Data listing ->
============

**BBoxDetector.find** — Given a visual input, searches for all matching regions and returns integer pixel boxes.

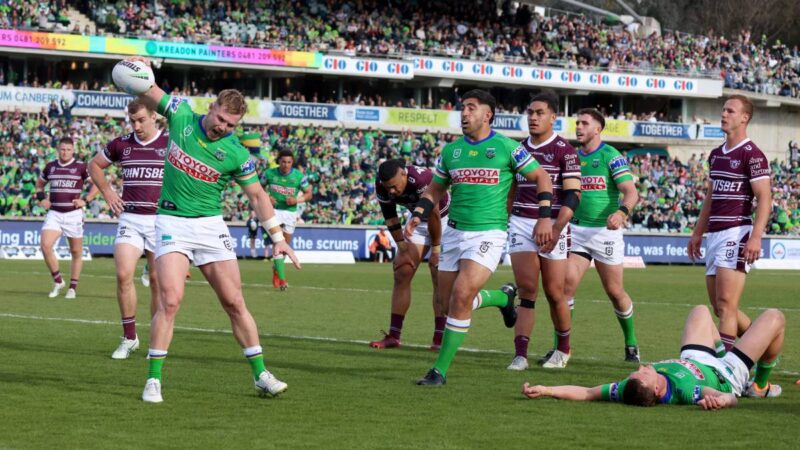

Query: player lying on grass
[522,306,786,410]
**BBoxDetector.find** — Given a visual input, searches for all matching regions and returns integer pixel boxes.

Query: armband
[561,189,581,212]
[411,197,433,219]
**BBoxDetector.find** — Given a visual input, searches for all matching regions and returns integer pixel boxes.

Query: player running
[522,306,786,410]
[36,137,98,299]
[369,159,450,350]
[122,57,300,403]
[541,108,639,368]
[264,150,312,291]
[403,89,553,385]
[89,100,168,359]
[688,95,772,364]
[508,92,581,370]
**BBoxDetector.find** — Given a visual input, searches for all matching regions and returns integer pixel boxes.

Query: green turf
[0,258,800,448]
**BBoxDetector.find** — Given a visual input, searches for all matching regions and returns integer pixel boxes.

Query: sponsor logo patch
[167,142,220,183]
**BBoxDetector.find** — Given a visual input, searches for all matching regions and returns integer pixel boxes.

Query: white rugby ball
[111,61,156,95]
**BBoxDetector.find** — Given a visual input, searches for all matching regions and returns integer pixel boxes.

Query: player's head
[203,89,247,141]
[720,94,753,134]
[57,137,75,163]
[525,91,558,136]
[378,159,408,197]
[128,98,158,141]
[278,149,294,174]
[575,108,606,145]
[461,89,497,136]
[622,365,659,406]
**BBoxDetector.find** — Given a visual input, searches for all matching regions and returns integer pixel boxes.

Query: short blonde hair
[217,89,247,116]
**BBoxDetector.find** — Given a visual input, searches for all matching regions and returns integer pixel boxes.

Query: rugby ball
[111,61,156,95]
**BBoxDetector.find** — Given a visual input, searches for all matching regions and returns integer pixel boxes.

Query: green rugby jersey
[572,142,633,227]
[158,94,258,217]
[600,359,733,405]
[264,167,309,212]
[433,131,539,231]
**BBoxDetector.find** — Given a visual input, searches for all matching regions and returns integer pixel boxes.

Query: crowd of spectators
[0,109,800,234]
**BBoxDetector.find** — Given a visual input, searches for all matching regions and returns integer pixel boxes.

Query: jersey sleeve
[608,150,633,185]
[561,145,581,179]
[600,378,628,402]
[233,152,258,186]
[746,148,770,183]
[511,141,540,175]
[433,153,450,186]
[158,94,194,120]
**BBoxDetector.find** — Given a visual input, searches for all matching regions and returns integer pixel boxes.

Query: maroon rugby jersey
[103,132,169,214]
[375,166,450,217]
[39,158,89,212]
[708,139,770,232]
[511,133,581,219]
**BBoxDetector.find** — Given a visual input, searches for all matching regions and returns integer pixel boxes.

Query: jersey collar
[464,130,495,145]
[581,141,606,156]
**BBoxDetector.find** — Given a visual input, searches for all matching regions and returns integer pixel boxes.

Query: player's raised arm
[687,181,714,261]
[240,181,300,269]
[522,383,602,401]
[403,179,447,239]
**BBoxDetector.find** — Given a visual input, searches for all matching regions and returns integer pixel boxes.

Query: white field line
[0,313,800,376]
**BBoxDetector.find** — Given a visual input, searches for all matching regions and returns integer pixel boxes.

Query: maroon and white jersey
[511,133,581,219]
[375,166,450,221]
[103,132,169,214]
[708,139,770,232]
[39,158,89,212]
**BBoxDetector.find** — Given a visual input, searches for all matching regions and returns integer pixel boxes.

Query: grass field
[0,258,800,448]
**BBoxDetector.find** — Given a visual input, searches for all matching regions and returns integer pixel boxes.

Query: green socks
[614,304,639,347]
[147,348,167,381]
[753,358,778,389]
[272,256,286,280]
[243,345,267,380]
[433,318,468,377]
[472,289,508,311]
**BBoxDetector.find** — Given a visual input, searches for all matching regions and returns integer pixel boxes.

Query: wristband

============

Problem description -> Collect every line in the records that contains the string "field".

Solution to this problem ->
Query: white field line
Query: grass field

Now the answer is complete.